### ABOUT THIS TASK:
The entries are to be reproduced verbatim, and their pictures left out.

### DATA TO EXAMINE:
--------
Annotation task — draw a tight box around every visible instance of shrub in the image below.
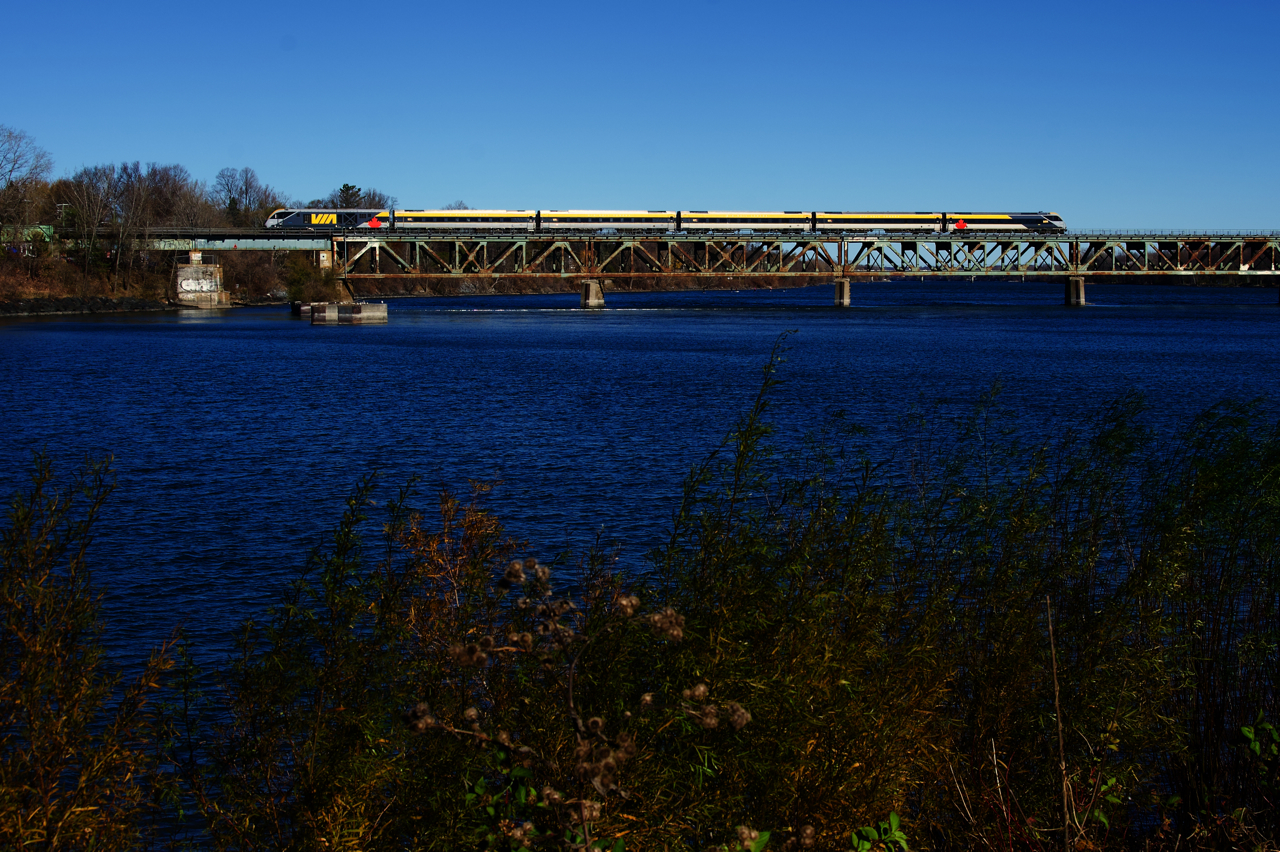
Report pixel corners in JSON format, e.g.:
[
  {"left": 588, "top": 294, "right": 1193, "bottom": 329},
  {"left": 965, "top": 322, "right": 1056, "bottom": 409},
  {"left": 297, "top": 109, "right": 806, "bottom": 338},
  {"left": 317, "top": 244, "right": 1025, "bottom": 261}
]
[{"left": 0, "top": 455, "right": 174, "bottom": 851}]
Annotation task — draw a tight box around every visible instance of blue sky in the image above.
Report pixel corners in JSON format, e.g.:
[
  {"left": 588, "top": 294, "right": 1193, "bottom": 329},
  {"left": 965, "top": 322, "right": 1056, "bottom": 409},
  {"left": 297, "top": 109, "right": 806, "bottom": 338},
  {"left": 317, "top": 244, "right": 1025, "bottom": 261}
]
[{"left": 10, "top": 0, "right": 1278, "bottom": 229}]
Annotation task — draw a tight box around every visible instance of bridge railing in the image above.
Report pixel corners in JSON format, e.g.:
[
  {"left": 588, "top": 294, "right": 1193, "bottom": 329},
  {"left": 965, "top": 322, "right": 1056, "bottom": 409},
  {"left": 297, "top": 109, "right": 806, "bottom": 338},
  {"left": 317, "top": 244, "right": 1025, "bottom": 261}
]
[{"left": 1066, "top": 230, "right": 1280, "bottom": 238}]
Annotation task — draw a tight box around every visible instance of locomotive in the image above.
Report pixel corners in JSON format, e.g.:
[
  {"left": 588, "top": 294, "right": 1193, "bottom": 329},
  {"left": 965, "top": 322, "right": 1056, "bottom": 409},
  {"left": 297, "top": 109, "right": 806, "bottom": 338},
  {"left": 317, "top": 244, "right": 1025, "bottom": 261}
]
[{"left": 265, "top": 208, "right": 1066, "bottom": 234}]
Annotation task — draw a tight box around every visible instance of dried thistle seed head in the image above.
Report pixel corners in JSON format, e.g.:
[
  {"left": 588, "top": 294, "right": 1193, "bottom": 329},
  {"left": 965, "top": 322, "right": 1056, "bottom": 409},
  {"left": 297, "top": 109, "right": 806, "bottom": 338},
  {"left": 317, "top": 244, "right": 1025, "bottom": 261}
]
[
  {"left": 617, "top": 594, "right": 640, "bottom": 617},
  {"left": 505, "top": 560, "right": 527, "bottom": 584},
  {"left": 799, "top": 825, "right": 816, "bottom": 847},
  {"left": 700, "top": 708, "right": 720, "bottom": 729},
  {"left": 648, "top": 607, "right": 685, "bottom": 640},
  {"left": 689, "top": 682, "right": 709, "bottom": 702},
  {"left": 463, "top": 706, "right": 480, "bottom": 722},
  {"left": 640, "top": 693, "right": 655, "bottom": 709},
  {"left": 738, "top": 826, "right": 760, "bottom": 846},
  {"left": 569, "top": 800, "right": 602, "bottom": 823},
  {"left": 727, "top": 701, "right": 752, "bottom": 731},
  {"left": 532, "top": 559, "right": 550, "bottom": 583},
  {"left": 542, "top": 786, "right": 564, "bottom": 805},
  {"left": 587, "top": 716, "right": 604, "bottom": 733},
  {"left": 497, "top": 730, "right": 512, "bottom": 746},
  {"left": 449, "top": 642, "right": 489, "bottom": 666},
  {"left": 479, "top": 635, "right": 495, "bottom": 650},
  {"left": 403, "top": 702, "right": 436, "bottom": 732}
]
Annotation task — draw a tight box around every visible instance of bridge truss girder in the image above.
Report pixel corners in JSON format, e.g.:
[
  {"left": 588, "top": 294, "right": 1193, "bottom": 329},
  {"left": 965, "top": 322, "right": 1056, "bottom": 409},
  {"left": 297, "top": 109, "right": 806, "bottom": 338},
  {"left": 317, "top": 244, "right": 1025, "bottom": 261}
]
--------
### ANSWER BOX:
Annotation task — draw a tight box around every visible instance of shrub in the image below.
Report pixel corners in JSON format, e.g.:
[
  {"left": 588, "top": 294, "right": 1193, "bottom": 329},
  {"left": 965, "top": 322, "right": 1056, "bottom": 409},
  {"left": 297, "top": 109, "right": 806, "bottom": 338},
  {"left": 317, "top": 244, "right": 1025, "bottom": 261}
]
[{"left": 0, "top": 455, "right": 174, "bottom": 851}]
Annotation task — draw a tight box around every visible instance of blue sky in the image above.
Report pixel corners in JSON format, e.g.:
[
  {"left": 588, "top": 294, "right": 1193, "bottom": 329},
  {"left": 965, "top": 322, "right": 1056, "bottom": 409},
  {"left": 297, "top": 109, "right": 806, "bottom": 338},
  {"left": 317, "top": 244, "right": 1025, "bottom": 261}
]
[{"left": 10, "top": 0, "right": 1278, "bottom": 229}]
Annotation task — draw a tight box around every visible instance of bridge railing in the image above.
Report pixel corners in JSON format, e.g.:
[
  {"left": 588, "top": 294, "right": 1193, "bottom": 329},
  {"left": 965, "top": 322, "right": 1056, "bottom": 409},
  {"left": 297, "top": 109, "right": 806, "bottom": 338},
  {"left": 317, "top": 244, "right": 1025, "bottom": 261}
]
[{"left": 1066, "top": 230, "right": 1280, "bottom": 238}]
Annotation task — draw a tight box around every visible instance of locomotive in the image above.
Report pixel corners in JSON format, e.g.:
[
  {"left": 588, "top": 294, "right": 1193, "bottom": 329},
  {"left": 965, "top": 322, "right": 1056, "bottom": 409},
  {"left": 297, "top": 109, "right": 806, "bottom": 338},
  {"left": 317, "top": 244, "right": 1025, "bottom": 261}
]
[{"left": 265, "top": 208, "right": 1066, "bottom": 234}]
Annotation task — draw a tight box around every visible instance of dried thistle seed head in the image above.
Report pixel corners in JSON format, e.g.:
[
  {"left": 588, "top": 294, "right": 1193, "bottom": 329},
  {"left": 965, "top": 322, "right": 1056, "bottom": 409},
  {"left": 297, "top": 109, "right": 806, "bottom": 338},
  {"left": 317, "top": 244, "right": 1025, "bottom": 261}
]
[
  {"left": 617, "top": 594, "right": 640, "bottom": 617},
  {"left": 505, "top": 560, "right": 527, "bottom": 584},
  {"left": 799, "top": 825, "right": 816, "bottom": 847},
  {"left": 700, "top": 708, "right": 720, "bottom": 729},
  {"left": 648, "top": 607, "right": 685, "bottom": 640},
  {"left": 689, "top": 682, "right": 709, "bottom": 702},
  {"left": 463, "top": 706, "right": 480, "bottom": 722},
  {"left": 640, "top": 693, "right": 655, "bottom": 709},
  {"left": 738, "top": 826, "right": 760, "bottom": 846},
  {"left": 569, "top": 800, "right": 602, "bottom": 823},
  {"left": 727, "top": 701, "right": 752, "bottom": 731},
  {"left": 532, "top": 559, "right": 550, "bottom": 583},
  {"left": 542, "top": 786, "right": 564, "bottom": 805},
  {"left": 587, "top": 716, "right": 604, "bottom": 733},
  {"left": 497, "top": 730, "right": 512, "bottom": 746},
  {"left": 449, "top": 642, "right": 489, "bottom": 666},
  {"left": 479, "top": 635, "right": 495, "bottom": 650},
  {"left": 403, "top": 702, "right": 436, "bottom": 732}
]
Annotation task — draw a tight box around every visible instance of bridge truss girder in the image above.
Report pixel corners in JSON format, e.g.:
[
  {"left": 588, "top": 294, "right": 1193, "bottom": 329},
  {"left": 965, "top": 322, "right": 1056, "bottom": 409},
  {"left": 297, "top": 109, "right": 806, "bottom": 338},
  {"left": 317, "top": 244, "right": 1025, "bottom": 261}
]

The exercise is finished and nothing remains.